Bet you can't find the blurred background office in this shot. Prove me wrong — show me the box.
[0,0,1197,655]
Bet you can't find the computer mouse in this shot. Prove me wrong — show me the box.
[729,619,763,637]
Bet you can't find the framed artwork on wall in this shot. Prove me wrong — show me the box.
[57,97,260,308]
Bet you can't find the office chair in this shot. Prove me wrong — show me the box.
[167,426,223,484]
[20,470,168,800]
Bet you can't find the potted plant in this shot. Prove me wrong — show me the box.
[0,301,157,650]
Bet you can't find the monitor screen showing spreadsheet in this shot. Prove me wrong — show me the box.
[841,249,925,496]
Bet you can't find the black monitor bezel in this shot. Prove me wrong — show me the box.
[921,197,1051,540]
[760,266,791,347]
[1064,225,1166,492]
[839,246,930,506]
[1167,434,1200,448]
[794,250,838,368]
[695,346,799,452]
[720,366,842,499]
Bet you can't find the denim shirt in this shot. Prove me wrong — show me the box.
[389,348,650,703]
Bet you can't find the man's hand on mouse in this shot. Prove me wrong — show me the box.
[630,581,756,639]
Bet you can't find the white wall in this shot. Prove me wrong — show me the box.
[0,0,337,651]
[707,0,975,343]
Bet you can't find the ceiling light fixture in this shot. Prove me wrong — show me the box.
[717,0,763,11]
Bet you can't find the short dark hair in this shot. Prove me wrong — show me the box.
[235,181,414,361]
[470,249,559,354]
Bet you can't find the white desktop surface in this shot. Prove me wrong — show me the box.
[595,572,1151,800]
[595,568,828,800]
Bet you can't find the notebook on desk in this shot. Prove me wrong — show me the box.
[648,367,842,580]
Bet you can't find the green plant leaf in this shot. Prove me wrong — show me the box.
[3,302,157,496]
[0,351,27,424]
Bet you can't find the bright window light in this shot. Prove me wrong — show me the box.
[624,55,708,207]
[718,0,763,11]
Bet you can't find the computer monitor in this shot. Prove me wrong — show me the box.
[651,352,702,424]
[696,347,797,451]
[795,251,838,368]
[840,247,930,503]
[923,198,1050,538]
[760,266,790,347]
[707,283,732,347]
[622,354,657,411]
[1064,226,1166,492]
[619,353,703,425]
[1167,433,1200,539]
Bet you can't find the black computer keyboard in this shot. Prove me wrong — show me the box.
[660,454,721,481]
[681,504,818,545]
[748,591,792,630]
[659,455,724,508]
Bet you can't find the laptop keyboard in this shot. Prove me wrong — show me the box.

**Task directions**
Nothing should be dropped. Retype each line above as it is.

**Solution for this task**
Bet you can't find the blurred background office in this shot. Prove me wrong — show me the box.
[0,0,1197,655]
Bet you can't find the computer mouse in this shot. Prove me wrong — show me the box.
[729,619,763,637]
Bet you can't find the framed artwork on wall in this shot. Prove me wrong — show me the box.
[57,97,260,308]
Bet you can't find the office chair in this shot. Prove me wrong — show me the box.
[167,426,223,484]
[20,470,168,800]
Bet you can't find the potted plant in this shot. Prove me wrong — show me the box.
[0,301,157,650]
Bet you can't find the monitor screen showing spreadsheet in this shot. Prove me wrong — show me the box.
[841,249,925,496]
Bet you can't find the black monitor bezel in this shot. Prove me wrong — show me the box.
[921,197,1051,540]
[760,266,791,347]
[1064,225,1166,492]
[839,246,930,506]
[1167,434,1200,448]
[794,250,838,368]
[695,346,799,452]
[720,366,842,499]
Bet you can't find the denim shirt in this shot. Prove me wrong — show me the box.
[389,348,650,703]
Bet you can't find the man's hand on mouse in this shot. Prove me wrong — show me the box.
[630,581,756,639]
Bet you can't find the white wall in this shot. Prove me wrong — show me the box.
[0,0,337,651]
[707,0,975,343]
Bet you can't find the ceiling light fixture in this shot. Prove me wrong — show me the box.
[717,0,763,11]
Bet you can't find the short dark hair in this shot. Prove me wrong — show me the box.
[235,181,414,361]
[470,249,559,354]
Bet you can't find the white desktop surface in this shot. Prove me wrong — show me the box.
[595,572,1151,800]
[595,568,828,800]
Bet you can't find the notebook on desk in this shot. Prove me wrong — show me the box.
[648,367,842,580]
Bet you can't find the green plant leaf in this shot. Prove me wrong — show me the box.
[3,302,157,496]
[0,351,27,424]
Bet you can't find the bright window light in this shot. Prove me wrong — show me the box.
[624,55,708,207]
[718,0,763,11]
Bet you can't find the computer monitor in this shot. Prove me wrong — show me the box.
[651,352,702,424]
[696,347,797,451]
[795,251,838,368]
[840,247,930,503]
[923,198,1050,538]
[760,266,790,347]
[707,283,732,347]
[622,354,657,411]
[1064,226,1166,492]
[619,353,703,425]
[1167,433,1200,539]
Bet you can't find the black computer keyboard in this shot. Prove me wrong — show me the box.
[660,454,721,481]
[681,504,818,545]
[748,591,792,630]
[659,455,724,508]
Bet you can't find the laptop keyboard in this shot. Prove me wrong — show me the box.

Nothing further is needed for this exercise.